Prompt 1
In the blog posts, which school was assigned a 2nd grade teacher from a school that had cut classrooms?
Prompt 2
Continue the blog posts about waiting from where they stop.

(Document excerpt Opens)

Tuesday, September 30, 2008

When you don't know what to say...

Some of you know that I have been a little sensitive lately, and for those of you whom I love and respect dearly, but you can't comprehend how I am feeling on this journey of trying to conceive...I found this on a friend's blog and it really is enlightening. So this post is dedicated to those of you who really want to be supportive, but don't know what to say. Infertility Etiquette.

I hope this helps as you are being supportive of me.

Cynthia

Monday, September 15, 2008

Looks like I will still be waiting...

I heard from a pretty solid source today that Williams Elementary was assigned a 2nd grade teacher from a school who had cut classrooms. So it looks like I will still be waiting for my teaching position, but God is faithful.

Waiting, Waiting, Waiting.........................................

(Document excerpt Closes)
(Supplied information Opens)

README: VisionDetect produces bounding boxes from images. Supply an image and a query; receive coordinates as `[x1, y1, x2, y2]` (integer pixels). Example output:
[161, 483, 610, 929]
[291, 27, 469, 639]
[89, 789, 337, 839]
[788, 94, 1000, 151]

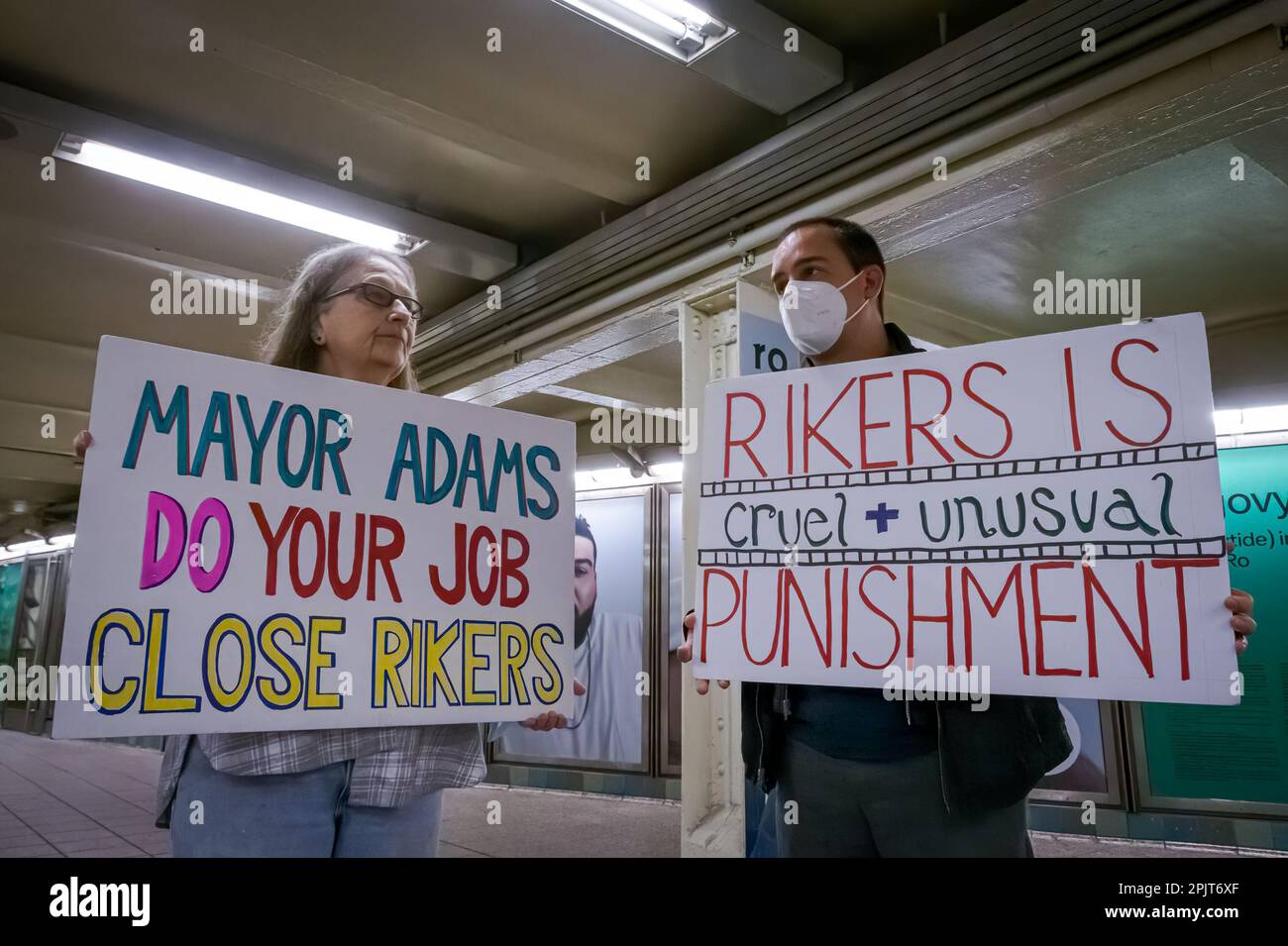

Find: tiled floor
[0, 730, 1282, 857]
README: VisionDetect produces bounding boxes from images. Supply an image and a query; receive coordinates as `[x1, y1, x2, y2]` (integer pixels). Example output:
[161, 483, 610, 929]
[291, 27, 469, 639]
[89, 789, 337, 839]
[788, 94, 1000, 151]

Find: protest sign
[54, 337, 575, 736]
[695, 314, 1239, 704]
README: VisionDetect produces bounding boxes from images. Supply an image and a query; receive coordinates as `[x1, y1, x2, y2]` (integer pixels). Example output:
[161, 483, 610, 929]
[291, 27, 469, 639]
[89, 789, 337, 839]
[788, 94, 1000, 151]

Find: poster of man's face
[493, 495, 651, 769]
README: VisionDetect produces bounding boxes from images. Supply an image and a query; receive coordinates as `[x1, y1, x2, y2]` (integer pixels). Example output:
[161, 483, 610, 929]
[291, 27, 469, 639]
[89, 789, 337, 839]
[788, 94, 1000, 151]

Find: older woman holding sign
[74, 245, 485, 857]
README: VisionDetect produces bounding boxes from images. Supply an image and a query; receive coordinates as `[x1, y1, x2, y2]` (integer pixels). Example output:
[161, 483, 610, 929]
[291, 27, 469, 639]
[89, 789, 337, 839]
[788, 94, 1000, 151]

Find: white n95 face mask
[778, 270, 884, 358]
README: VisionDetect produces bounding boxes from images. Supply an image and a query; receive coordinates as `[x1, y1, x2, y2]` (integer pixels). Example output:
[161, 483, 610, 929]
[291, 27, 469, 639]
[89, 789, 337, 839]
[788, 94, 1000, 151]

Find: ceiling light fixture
[555, 0, 735, 63]
[54, 134, 426, 257]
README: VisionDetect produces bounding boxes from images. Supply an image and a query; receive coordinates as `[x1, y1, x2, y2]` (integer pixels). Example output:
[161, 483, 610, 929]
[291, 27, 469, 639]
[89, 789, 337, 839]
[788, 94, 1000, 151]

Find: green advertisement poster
[1141, 444, 1288, 804]
[0, 559, 22, 663]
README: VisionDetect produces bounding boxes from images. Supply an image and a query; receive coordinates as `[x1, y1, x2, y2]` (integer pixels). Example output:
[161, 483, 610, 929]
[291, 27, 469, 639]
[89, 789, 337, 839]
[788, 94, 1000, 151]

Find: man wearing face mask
[679, 218, 1254, 857]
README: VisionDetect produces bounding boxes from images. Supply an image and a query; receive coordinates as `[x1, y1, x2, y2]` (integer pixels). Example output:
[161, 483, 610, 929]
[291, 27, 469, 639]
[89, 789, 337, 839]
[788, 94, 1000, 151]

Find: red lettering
[859, 370, 899, 470]
[290, 506, 326, 597]
[1105, 339, 1172, 447]
[909, 565, 957, 668]
[953, 362, 1013, 463]
[1064, 349, 1082, 453]
[962, 564, 1029, 677]
[250, 502, 300, 594]
[841, 565, 899, 671]
[1029, 561, 1082, 677]
[368, 516, 406, 603]
[724, 391, 762, 478]
[1153, 559, 1221, 680]
[804, 378, 854, 473]
[903, 368, 953, 466]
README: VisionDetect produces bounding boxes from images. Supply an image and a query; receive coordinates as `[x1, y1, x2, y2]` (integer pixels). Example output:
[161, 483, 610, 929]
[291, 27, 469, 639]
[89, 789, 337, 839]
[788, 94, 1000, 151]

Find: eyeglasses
[321, 282, 425, 322]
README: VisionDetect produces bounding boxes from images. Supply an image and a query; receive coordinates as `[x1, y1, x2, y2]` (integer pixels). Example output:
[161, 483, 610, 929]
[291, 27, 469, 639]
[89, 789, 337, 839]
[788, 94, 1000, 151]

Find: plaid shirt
[156, 723, 486, 827]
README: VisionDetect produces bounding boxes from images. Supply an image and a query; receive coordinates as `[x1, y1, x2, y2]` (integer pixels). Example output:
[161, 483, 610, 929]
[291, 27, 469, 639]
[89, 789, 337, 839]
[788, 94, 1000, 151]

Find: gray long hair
[261, 244, 419, 391]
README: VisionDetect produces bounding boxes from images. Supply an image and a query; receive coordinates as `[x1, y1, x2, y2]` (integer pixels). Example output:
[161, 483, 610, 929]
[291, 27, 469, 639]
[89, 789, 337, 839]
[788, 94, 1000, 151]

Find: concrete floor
[0, 730, 1265, 857]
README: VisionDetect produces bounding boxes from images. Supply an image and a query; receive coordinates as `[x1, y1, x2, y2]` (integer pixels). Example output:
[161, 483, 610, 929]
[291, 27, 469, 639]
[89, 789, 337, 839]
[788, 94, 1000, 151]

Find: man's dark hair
[778, 216, 886, 311]
[574, 516, 599, 565]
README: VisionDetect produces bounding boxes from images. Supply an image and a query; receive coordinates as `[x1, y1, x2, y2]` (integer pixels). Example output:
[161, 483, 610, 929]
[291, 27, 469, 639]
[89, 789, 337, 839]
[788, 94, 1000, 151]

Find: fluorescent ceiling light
[54, 135, 425, 257]
[575, 461, 684, 490]
[1212, 404, 1288, 436]
[0, 534, 76, 562]
[555, 0, 735, 63]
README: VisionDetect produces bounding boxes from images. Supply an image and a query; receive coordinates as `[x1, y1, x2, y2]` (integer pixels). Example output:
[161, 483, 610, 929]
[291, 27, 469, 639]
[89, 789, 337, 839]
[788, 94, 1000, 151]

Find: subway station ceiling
[0, 0, 1288, 543]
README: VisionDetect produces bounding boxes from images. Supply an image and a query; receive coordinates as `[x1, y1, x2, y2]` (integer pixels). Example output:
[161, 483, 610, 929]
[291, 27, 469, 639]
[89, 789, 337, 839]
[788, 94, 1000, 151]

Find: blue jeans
[170, 739, 443, 857]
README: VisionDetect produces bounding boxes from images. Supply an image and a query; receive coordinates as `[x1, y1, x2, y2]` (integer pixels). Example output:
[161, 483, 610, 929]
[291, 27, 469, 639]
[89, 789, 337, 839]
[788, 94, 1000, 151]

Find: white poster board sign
[695, 314, 1239, 704]
[54, 337, 576, 736]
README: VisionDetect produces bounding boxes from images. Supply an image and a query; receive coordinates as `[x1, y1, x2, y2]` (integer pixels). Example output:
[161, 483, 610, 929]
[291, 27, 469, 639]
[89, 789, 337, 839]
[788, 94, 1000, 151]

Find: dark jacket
[742, 322, 1073, 814]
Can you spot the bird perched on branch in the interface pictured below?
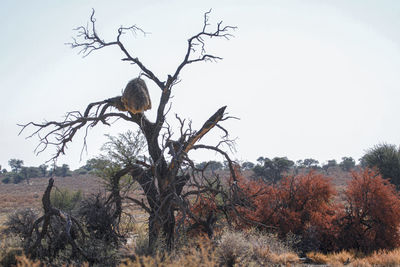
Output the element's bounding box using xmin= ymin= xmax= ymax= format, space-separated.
xmin=106 ymin=78 xmax=151 ymax=114
xmin=121 ymin=78 xmax=151 ymax=114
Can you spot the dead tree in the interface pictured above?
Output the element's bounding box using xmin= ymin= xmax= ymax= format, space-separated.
xmin=21 ymin=10 xmax=242 ymax=249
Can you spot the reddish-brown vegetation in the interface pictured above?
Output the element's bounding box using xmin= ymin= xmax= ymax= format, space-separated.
xmin=339 ymin=169 xmax=400 ymax=252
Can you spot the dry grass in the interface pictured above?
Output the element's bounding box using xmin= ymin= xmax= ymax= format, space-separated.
xmin=307 ymin=248 xmax=400 ymax=267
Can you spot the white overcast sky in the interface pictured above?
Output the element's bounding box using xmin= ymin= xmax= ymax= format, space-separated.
xmin=0 ymin=0 xmax=400 ymax=169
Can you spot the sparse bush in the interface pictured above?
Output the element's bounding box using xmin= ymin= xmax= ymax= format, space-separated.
xmin=4 ymin=208 xmax=39 ymax=239
xmin=218 ymin=231 xmax=252 ymax=266
xmin=241 ymin=171 xmax=337 ymax=251
xmin=339 ymin=169 xmax=400 ymax=252
xmin=50 ymin=189 xmax=82 ymax=213
xmin=361 ymin=143 xmax=400 ymax=189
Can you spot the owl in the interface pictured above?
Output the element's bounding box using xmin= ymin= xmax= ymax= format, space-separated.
xmin=120 ymin=78 xmax=151 ymax=114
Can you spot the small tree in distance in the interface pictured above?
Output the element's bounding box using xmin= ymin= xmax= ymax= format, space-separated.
xmin=361 ymin=143 xmax=400 ymax=189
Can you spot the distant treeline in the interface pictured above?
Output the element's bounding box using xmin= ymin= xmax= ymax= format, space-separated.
xmin=0 ymin=143 xmax=400 ymax=188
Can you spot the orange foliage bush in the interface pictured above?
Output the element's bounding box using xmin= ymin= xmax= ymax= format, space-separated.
xmin=242 ymin=171 xmax=338 ymax=250
xmin=338 ymin=169 xmax=400 ymax=252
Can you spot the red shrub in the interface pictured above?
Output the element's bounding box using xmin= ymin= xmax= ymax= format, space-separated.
xmin=338 ymin=169 xmax=400 ymax=252
xmin=238 ymin=171 xmax=338 ymax=253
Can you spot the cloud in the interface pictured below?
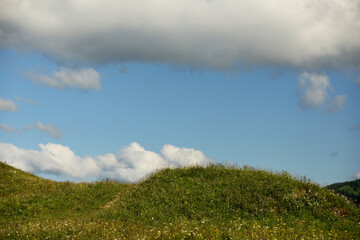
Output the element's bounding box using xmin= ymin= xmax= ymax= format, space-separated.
xmin=329 ymin=95 xmax=347 ymax=113
xmin=24 ymin=121 xmax=62 ymax=138
xmin=15 ymin=96 xmax=38 ymax=105
xmin=0 ymin=124 xmax=18 ymax=132
xmin=26 ymin=68 xmax=101 ymax=90
xmin=298 ymin=72 xmax=331 ymax=110
xmin=348 ymin=123 xmax=360 ymax=131
xmin=0 ymin=142 xmax=212 ymax=182
xmin=297 ymin=72 xmax=347 ymax=113
xmin=330 ymin=152 xmax=339 ymax=157
xmin=0 ymin=0 xmax=360 ymax=69
xmin=354 ymin=172 xmax=360 ymax=179
xmin=0 ymin=97 xmax=19 ymax=112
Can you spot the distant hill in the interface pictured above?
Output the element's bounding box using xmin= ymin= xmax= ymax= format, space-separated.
xmin=0 ymin=163 xmax=360 ymax=239
xmin=326 ymin=179 xmax=360 ymax=205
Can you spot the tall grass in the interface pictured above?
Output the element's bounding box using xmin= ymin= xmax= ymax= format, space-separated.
xmin=0 ymin=163 xmax=360 ymax=239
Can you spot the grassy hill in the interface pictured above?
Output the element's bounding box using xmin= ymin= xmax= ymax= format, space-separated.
xmin=326 ymin=179 xmax=360 ymax=204
xmin=0 ymin=163 xmax=360 ymax=239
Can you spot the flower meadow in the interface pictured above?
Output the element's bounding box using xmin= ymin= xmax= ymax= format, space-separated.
xmin=0 ymin=163 xmax=360 ymax=240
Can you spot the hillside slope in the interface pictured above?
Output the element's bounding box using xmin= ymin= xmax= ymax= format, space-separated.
xmin=0 ymin=163 xmax=360 ymax=239
xmin=326 ymin=179 xmax=360 ymax=204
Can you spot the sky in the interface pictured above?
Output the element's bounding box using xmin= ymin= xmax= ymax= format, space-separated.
xmin=0 ymin=0 xmax=360 ymax=185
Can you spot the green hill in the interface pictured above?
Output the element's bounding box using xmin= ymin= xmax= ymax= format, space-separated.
xmin=0 ymin=163 xmax=360 ymax=239
xmin=326 ymin=179 xmax=360 ymax=204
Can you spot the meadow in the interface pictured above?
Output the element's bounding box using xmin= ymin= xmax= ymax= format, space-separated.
xmin=0 ymin=163 xmax=360 ymax=240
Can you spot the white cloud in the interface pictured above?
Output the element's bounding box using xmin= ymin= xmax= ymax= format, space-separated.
xmin=15 ymin=96 xmax=38 ymax=105
xmin=24 ymin=121 xmax=62 ymax=138
xmin=298 ymin=72 xmax=331 ymax=110
xmin=0 ymin=97 xmax=18 ymax=112
xmin=0 ymin=142 xmax=212 ymax=182
xmin=0 ymin=0 xmax=360 ymax=69
xmin=298 ymin=72 xmax=347 ymax=113
xmin=348 ymin=122 xmax=360 ymax=131
xmin=26 ymin=68 xmax=101 ymax=90
xmin=0 ymin=124 xmax=18 ymax=132
xmin=354 ymin=172 xmax=360 ymax=179
xmin=329 ymin=95 xmax=347 ymax=113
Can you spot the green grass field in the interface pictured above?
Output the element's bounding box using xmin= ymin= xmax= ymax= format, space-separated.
xmin=0 ymin=163 xmax=360 ymax=240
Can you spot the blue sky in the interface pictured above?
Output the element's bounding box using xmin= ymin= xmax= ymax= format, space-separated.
xmin=0 ymin=0 xmax=360 ymax=184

(Supplied information Closes)

Your response 1
Williams Elementary

Your response 2
So this morning around 8:05am I called Williams Elementary School, and the principal was not available so I had to leave a voice mail. On the voice mail she said she would return your call in 24 hours. So now we are playing the waiting game. I am beginning to think after all of this waiting we have been doing that maybe God is trying to teach me patience. If you know me at all, you probably know that I am an immediate results girl. Over the last several months I have not gotten any immediate results when I have wanted them...whether it be Paul getting a job, having a baby, getting to drive, or me getting a job it all comes back to waiting.

This reminds me of a verse...Isaiah 40:31.."but they who wait for the Lord shall renew their strength; they shall mount up with wings like eagles; they shall run and not be weary; they shall walk and not faint." If you notice the first word is 'but'. Right before this Isaiah says in verse 28 "Have you not known? Have you not heard? The Lord is the everlasting God, the creator of the ends of the earth. He does not faint or grow weary; His understanding is unsearchable." In verse 30 it says "Even youths shall faint and be weary, and young men shall fall exhausted;".

I looked up the meaning of the phrase "wait for"...it could also have been translated "hope in", and it means to expect, and then a few words down it said patiently. I think God is telling me to hope in Him, to wait expectantly for Him, to be patient because He won't let me grow weary.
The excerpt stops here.